### WHAT TO DO
In the listing below, copy everything from the line containing "light pole => bbox" down to the line containing "[774,575,816,632]", keeping both of those lines and changing nothing.

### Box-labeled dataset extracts
★ ★ ★ ★ ★
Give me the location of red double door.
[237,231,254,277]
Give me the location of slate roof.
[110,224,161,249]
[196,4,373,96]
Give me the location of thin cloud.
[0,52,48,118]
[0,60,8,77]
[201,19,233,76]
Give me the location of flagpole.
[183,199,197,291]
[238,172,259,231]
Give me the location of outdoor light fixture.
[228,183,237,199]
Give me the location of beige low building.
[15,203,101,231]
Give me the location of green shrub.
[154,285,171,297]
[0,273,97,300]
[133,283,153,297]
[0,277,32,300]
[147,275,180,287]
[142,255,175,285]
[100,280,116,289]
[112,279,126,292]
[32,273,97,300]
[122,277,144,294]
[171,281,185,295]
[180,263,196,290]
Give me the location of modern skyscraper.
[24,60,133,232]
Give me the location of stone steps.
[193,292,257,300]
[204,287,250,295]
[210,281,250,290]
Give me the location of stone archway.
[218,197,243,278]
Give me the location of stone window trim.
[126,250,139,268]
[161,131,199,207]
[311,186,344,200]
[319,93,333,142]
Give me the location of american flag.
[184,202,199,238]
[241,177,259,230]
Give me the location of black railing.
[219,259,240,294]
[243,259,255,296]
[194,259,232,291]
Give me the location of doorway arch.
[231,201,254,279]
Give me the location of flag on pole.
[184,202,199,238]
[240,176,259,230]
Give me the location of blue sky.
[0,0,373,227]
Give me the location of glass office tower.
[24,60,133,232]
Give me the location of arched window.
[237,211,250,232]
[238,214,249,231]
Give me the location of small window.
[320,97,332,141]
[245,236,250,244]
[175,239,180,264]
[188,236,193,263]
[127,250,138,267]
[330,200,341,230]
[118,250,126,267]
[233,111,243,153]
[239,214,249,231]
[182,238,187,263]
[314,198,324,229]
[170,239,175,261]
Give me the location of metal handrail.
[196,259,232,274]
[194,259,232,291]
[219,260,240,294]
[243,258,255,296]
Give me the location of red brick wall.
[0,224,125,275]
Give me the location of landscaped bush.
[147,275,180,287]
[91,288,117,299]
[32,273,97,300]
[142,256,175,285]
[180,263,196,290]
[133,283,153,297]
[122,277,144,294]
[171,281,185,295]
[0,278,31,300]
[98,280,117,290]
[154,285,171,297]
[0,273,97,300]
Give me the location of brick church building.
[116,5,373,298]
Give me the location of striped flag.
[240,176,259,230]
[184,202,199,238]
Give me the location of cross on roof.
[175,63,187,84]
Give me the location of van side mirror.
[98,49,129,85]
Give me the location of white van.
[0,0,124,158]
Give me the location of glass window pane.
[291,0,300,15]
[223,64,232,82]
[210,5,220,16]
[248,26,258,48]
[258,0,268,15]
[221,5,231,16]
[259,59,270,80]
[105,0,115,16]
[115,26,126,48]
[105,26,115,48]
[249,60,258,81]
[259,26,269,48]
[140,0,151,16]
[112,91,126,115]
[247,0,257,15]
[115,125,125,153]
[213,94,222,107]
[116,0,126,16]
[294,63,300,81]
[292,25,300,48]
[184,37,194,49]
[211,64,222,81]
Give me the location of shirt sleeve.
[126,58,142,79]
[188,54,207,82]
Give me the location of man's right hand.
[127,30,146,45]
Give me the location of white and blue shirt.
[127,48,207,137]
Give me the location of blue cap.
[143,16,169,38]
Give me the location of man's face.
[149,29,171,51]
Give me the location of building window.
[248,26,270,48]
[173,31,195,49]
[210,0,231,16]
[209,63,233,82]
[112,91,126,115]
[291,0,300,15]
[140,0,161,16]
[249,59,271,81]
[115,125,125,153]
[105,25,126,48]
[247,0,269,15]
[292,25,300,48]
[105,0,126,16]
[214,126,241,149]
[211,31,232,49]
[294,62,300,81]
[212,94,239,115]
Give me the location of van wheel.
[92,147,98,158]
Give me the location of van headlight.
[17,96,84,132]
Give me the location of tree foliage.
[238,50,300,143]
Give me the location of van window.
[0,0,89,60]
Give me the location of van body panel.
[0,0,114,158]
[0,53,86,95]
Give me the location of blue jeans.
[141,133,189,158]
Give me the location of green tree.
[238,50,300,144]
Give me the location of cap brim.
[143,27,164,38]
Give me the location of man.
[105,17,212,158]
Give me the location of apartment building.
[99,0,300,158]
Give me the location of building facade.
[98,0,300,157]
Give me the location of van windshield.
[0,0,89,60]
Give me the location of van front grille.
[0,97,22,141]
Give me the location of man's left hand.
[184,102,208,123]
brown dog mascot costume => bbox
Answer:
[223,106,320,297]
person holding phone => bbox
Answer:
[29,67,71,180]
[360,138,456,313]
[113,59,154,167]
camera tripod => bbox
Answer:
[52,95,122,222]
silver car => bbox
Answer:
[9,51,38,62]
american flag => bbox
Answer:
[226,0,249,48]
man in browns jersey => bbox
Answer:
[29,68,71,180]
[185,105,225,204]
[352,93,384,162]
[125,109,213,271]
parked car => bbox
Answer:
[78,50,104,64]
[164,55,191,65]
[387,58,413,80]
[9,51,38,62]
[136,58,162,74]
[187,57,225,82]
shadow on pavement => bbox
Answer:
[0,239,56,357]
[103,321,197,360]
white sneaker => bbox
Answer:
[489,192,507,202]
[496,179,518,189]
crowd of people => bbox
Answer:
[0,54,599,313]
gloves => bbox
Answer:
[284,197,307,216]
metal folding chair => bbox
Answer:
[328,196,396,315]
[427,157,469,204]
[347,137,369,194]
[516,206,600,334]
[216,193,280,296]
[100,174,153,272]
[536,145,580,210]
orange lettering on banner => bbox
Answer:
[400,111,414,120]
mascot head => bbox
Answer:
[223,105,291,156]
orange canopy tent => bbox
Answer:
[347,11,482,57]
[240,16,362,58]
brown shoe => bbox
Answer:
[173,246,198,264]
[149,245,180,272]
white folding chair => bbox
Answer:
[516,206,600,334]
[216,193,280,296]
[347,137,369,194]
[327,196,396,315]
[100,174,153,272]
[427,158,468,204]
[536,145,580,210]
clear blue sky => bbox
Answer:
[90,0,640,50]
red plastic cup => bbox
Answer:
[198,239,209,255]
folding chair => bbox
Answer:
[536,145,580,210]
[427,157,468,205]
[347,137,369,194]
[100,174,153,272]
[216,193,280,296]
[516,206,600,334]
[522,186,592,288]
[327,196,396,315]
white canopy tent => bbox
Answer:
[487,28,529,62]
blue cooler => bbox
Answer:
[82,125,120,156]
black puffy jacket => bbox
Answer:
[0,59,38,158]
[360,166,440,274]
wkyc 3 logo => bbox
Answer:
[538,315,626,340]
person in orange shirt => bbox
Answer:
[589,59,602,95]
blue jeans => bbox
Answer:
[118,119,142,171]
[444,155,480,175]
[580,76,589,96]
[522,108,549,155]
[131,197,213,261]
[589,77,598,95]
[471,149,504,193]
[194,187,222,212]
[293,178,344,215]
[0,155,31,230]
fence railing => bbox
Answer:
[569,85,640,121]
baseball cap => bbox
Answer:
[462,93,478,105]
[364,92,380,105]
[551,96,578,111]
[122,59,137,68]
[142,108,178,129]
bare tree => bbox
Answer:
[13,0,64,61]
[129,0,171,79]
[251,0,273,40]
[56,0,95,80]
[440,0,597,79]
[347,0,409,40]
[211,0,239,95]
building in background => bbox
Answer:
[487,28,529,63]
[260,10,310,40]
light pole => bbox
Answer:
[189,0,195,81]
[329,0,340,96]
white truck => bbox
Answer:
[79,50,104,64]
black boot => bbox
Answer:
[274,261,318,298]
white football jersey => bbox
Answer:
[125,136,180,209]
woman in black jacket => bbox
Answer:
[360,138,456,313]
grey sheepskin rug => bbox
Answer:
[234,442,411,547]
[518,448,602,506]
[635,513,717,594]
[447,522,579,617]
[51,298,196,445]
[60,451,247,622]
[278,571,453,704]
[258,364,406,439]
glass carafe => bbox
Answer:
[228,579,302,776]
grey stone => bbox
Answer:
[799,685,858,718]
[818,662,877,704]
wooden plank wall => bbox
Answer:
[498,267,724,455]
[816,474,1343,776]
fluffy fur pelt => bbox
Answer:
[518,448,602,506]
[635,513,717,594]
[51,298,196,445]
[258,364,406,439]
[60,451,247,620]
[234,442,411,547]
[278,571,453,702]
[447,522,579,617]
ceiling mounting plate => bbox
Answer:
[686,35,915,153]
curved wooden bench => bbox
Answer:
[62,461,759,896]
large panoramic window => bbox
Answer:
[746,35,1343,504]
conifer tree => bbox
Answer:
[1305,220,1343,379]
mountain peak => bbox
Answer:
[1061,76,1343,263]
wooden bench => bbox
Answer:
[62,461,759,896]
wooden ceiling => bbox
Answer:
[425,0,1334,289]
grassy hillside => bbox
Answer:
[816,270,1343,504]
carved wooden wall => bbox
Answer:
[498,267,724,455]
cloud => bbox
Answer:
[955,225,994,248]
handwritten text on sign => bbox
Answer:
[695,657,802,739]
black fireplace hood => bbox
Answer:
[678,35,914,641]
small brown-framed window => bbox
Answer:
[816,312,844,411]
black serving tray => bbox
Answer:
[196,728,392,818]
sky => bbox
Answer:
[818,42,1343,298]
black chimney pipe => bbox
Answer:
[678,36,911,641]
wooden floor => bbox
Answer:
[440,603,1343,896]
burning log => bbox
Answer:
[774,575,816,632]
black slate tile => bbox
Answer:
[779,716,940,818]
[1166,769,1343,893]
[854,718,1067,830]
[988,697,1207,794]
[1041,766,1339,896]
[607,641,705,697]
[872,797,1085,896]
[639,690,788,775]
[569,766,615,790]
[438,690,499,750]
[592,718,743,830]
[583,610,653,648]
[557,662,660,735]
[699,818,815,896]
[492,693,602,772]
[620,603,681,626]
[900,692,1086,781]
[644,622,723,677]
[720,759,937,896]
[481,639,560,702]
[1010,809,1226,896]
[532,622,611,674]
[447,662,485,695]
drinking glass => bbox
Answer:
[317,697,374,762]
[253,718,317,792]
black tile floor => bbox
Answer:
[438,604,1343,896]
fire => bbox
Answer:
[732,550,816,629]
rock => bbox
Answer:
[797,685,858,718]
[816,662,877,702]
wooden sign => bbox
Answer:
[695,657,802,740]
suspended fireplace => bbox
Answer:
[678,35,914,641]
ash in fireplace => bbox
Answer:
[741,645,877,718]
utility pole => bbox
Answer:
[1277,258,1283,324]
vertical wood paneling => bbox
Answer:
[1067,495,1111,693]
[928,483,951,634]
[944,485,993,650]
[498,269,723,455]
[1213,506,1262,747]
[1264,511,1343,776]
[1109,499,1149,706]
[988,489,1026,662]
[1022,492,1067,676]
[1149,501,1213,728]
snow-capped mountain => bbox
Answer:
★ ★ ★ ★ ★
### CORRECT OUTPUT
light pole => bbox
Answer:
[189,0,195,81]
[329,0,340,96]
white truck => bbox
Answer:
[79,50,104,64]
black boot => bbox
Answer:
[274,261,318,298]
white football jersey => bbox
Answer:
[125,136,180,209]
woman in black jacket => bbox
Answer:
[360,138,456,313]
grey sheepskin rug => bbox
Answer:
[234,442,411,547]
[518,448,602,506]
[635,513,717,594]
[447,522,579,617]
[51,298,196,445]
[60,451,247,622]
[278,571,453,704]
[258,364,406,439]
glass carafe => bbox
Answer:
[228,579,302,776]
grey stone => bbox
Answer:
[799,685,858,718]
[818,662,877,704]
wooden plank wall => bbox
Answer:
[498,267,724,455]
[816,474,1343,776]
fluffy fur pelt => bbox
Answer:
[518,448,602,506]
[635,513,717,594]
[51,298,196,445]
[258,364,406,439]
[60,451,247,620]
[234,442,411,547]
[278,571,453,702]
[447,522,579,617]
ceiling mounting plate => bbox
Answer:
[686,35,915,153]
curved wooden bench => bbox
Answer:
[62,461,759,896]
large panoramic window => bbox
Answer:
[746,35,1343,504]
conifer tree => bbox
Answer:
[1305,220,1343,379]
mountain peak => bbox
Answer:
[1061,76,1343,263]
wooden bench => bbox
Answer:
[62,461,759,896]
wooden ceiling => bbox
Answer:
[425,0,1334,289]
grassy hillside => bbox
Answer:
[816,270,1343,504]
carved wooden wall => bbox
Answer:
[498,267,724,455]
cloud => bbox
Answer:
[955,225,994,248]
handwritten text on sign => bbox
Answer:
[695,657,802,739]
black fireplace hood => bbox
Answer:
[678,35,914,641]
small brown-framed window => bbox
Answer:
[816,312,844,411]
black serving tray => bbox
Answer:
[196,728,392,818]
sky => bbox
Answer:
[818,42,1343,298]
black chimney pipe => bbox
Answer:
[678,36,911,641]
wooden floor => bbox
Answer:
[440,603,1343,896]
burning log => bbox
Answer:
[774,575,816,632]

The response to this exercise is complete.